We observed that even after timely diagnosis and treatment completion, mortality due to tuberculosis among patients older than 65 years of age more than tripled that observed in younger patients. In contrast with previous studies, we documented higher mortality rates from tuberculosis not only at diagnosis or during therapy [29], but also during follow-up after treatment completion. Greater number of comorbid illnesses and adverse effects leading to treatment suspension contribute to explain higher mortality rates associated with tuberculosis among older people [4].

This study has several sources of possible bias. Although the proportion of screened older individuals doubled the proportion represented by this age group among general population, it is highly possible that the proportion of older people with a cough persisting for more than 2 weeks was greater among the older population than among the younger population living in the study area and therefore the rates among the older age group may be underestimated. Our data may not be generalisable to patients with fewer bacilli and less severe symptoms. This would be more relevant in the period 1995–2000 when we only recruited smear positive individuals. Determining the cause of death can be a complex process. In this study, we used a combination of criteria (clinical, bacteriological and caregiver interview, and/or death certificate) that has previously been validated by our group to ascertain the cause of death and allowed us to estimate mortality rates [10].

:: APPLY WHAT YOU READ ::
1. From the tuberculosis mortality excerpt, list the criteria the study combined to ascertain the cause of death.
2. Translate this sentence from the tuberculosis mortality excerpt into Spanish: "Determining the cause of death can be a complex process."

Data drawn from a collection:
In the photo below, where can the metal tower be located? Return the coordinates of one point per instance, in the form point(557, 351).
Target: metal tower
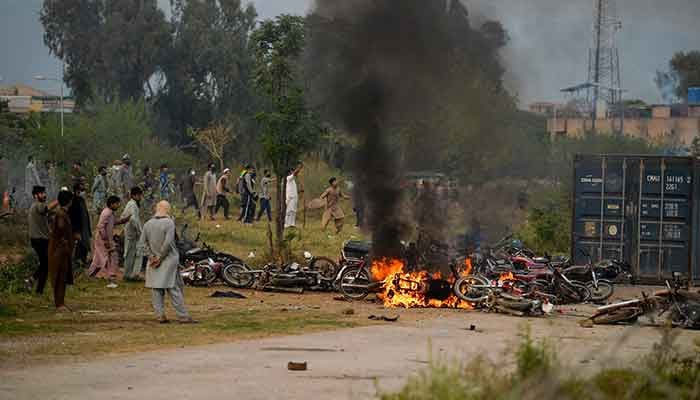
point(604, 58)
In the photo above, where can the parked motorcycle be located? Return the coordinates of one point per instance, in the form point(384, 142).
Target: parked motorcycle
point(601, 289)
point(682, 305)
point(202, 265)
point(318, 273)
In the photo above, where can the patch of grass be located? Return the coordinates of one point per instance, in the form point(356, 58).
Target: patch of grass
point(664, 374)
point(269, 324)
point(13, 277)
point(121, 320)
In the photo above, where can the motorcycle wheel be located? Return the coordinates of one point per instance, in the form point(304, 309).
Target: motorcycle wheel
point(235, 275)
point(354, 276)
point(465, 289)
point(627, 315)
point(203, 275)
point(325, 266)
point(603, 292)
point(576, 292)
point(208, 274)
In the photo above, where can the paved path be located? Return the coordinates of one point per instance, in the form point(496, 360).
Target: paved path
point(342, 364)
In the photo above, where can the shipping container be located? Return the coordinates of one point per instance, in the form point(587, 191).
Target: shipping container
point(641, 209)
point(694, 95)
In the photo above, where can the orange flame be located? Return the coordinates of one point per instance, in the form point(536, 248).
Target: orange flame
point(505, 277)
point(408, 289)
point(467, 266)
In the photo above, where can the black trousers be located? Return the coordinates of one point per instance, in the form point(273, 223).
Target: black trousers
point(41, 247)
point(191, 201)
point(248, 208)
point(265, 208)
point(221, 201)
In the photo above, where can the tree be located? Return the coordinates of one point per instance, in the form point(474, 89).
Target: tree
point(290, 129)
point(111, 47)
point(214, 140)
point(206, 70)
point(683, 73)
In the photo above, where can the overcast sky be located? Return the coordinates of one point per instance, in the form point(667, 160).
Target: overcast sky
point(548, 51)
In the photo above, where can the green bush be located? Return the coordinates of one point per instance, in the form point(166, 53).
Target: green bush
point(102, 134)
point(14, 278)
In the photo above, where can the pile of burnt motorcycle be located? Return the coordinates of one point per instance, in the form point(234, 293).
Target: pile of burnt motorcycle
point(506, 278)
point(201, 265)
point(679, 305)
point(514, 274)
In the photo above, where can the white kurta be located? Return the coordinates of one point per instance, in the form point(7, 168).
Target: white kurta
point(292, 202)
point(132, 233)
point(158, 239)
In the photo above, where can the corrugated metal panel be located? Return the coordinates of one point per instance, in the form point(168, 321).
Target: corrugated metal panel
point(636, 208)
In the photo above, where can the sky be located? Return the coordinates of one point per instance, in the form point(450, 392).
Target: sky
point(548, 49)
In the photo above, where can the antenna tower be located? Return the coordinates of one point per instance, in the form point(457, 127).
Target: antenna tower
point(604, 58)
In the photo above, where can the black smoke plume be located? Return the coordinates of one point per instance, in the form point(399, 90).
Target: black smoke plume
point(392, 73)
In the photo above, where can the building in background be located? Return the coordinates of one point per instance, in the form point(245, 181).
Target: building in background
point(23, 99)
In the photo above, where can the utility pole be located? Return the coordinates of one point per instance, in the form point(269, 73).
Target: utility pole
point(604, 61)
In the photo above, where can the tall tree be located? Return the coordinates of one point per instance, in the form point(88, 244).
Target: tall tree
point(214, 140)
point(683, 72)
point(111, 47)
point(290, 129)
point(207, 68)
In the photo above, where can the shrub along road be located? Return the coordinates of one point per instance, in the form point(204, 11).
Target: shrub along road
point(346, 363)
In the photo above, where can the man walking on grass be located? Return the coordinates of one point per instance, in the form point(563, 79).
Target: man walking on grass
point(99, 189)
point(132, 234)
point(221, 192)
point(265, 183)
point(105, 260)
point(80, 222)
point(39, 234)
point(188, 193)
point(292, 197)
point(60, 252)
point(162, 276)
point(333, 211)
point(209, 191)
point(249, 196)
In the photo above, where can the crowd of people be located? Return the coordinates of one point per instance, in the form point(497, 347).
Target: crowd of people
point(64, 237)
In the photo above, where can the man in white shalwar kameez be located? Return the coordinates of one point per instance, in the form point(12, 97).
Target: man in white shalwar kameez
point(132, 234)
point(292, 197)
point(162, 275)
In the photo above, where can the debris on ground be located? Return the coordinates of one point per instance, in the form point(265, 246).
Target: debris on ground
point(586, 323)
point(297, 366)
point(383, 318)
point(229, 294)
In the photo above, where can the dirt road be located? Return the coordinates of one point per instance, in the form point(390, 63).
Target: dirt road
point(345, 364)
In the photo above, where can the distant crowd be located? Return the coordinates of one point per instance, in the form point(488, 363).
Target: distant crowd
point(63, 236)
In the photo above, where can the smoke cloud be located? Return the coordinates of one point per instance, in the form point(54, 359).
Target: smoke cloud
point(402, 77)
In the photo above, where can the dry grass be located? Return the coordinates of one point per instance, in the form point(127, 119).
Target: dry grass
point(113, 321)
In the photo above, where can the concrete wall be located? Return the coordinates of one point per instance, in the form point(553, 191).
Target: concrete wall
point(681, 129)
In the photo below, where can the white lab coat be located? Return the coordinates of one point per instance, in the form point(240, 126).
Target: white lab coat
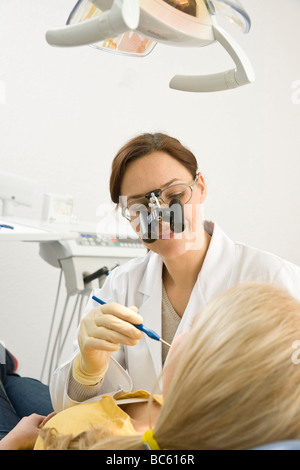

:: YOUR RESPONSES ::
1.
- Clinical
- Bacteriological
- Caregiver interview
- Death certificate

2. Determinar la causa de muerte puede ser un proceso complejo.